Selected extract:
Google Cloud is the first to join a new initiative by the National Institutes of Health (NIH) to create a biomedical database, the agency announced on Tuesday.
Google will provide cloud computing services as part of NIH’s Science and Technology Research Infrastructure for Discovery, Experimentation and Sustainability (STRIDES) Initiative, which aims to give researchers access to biomedical data sets. The agency’s initial focus is to make “high-value data sets more accessible through the cloud” as well as incorporate artificial intelligence and machine learning to optimize research.
As part of its agreement, more than 2,500 academic institutions will be able to use Google Cloud’s storage, computing and machine learning capabilities.
The partnership will also support NIH’s Data Commons pilot, launched late last year, which awarded $9 million to 12 research organizations developing data sharing best practices.
“NIH is in a unique position to bring together academic and innovation industry partners to create a biomedical data ecosystem that maximizes the use of NIH-supported biomedical research data for the greatest benefit to human health,” said NIH Principal Deputy Director Lawrence A. Tabak, Ph.D., who also serves as NIH’s interim Associate Director for Data Science, in an announcement. “The STRIDES Initiative aims to maximize the number of researchers working to provide the greatest number of solutions to advancing health and reducing the burden of disease.”
According to an NIH spokesperson, STRIDES is funded through the NIH Common Fund as "other transactions" that are not traditional contracts or cooperative agreements.
"[Other Transactions] can be used to manage quickly evolving projects where nimble integration of ideas and expertise from various disciplines are essential to achieve a time-critical programmatic goal," the spokesperson wrote in an email to FierceHealthcare. "They may involve nontraditional partnerships and funding arrangements."
For fiscal year 2018, NIH funding for STRIDES is expected to reach $16 million. NIH declined to provide the specific financials around Google's partnership.

Tasks to perform:
(a) According to the article on NIH's cloud initiative, how many academic institutions will be able to use Google Cloud's storage, computing and machine learning capabilities?
(b) Reproduce the part of the article on NIH's cloud initiative that starts with "Google Cloud is" and goes on through "machine learning capabilities.".

Provided data:
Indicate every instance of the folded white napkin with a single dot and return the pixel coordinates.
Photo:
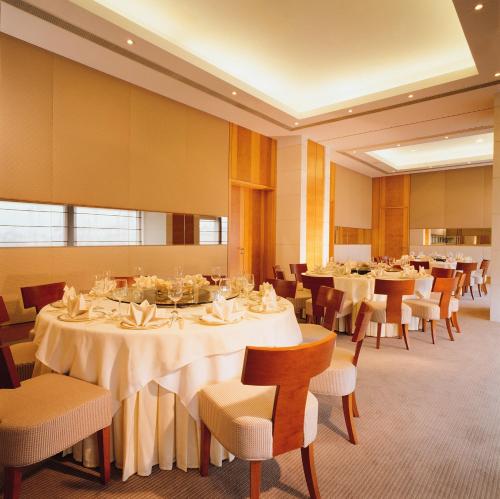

Answers in order:
(a) More than 2,500 academic institutions.

(b)
Google Cloud is the first to join a new initiative by the National Institutes of Health (NIH) to create a biomedical database, the agency announced on Tuesday.
Google will provide cloud computing services as part of NIH’s Science and Technology Research Infrastructure for Discovery, Experimentation and Sustainability (STRIDES) Initiative, which aims to give researchers access to biomedical data sets. The agency’s initial focus is to make “high-value data sets more accessible through the cloud” as well as incorporate artificial intelligence and machine learning to optimize research.
As part of its agreement, more than 2,500 academic institutions will be able to use Google Cloud’s storage, computing and machine learning capabilities.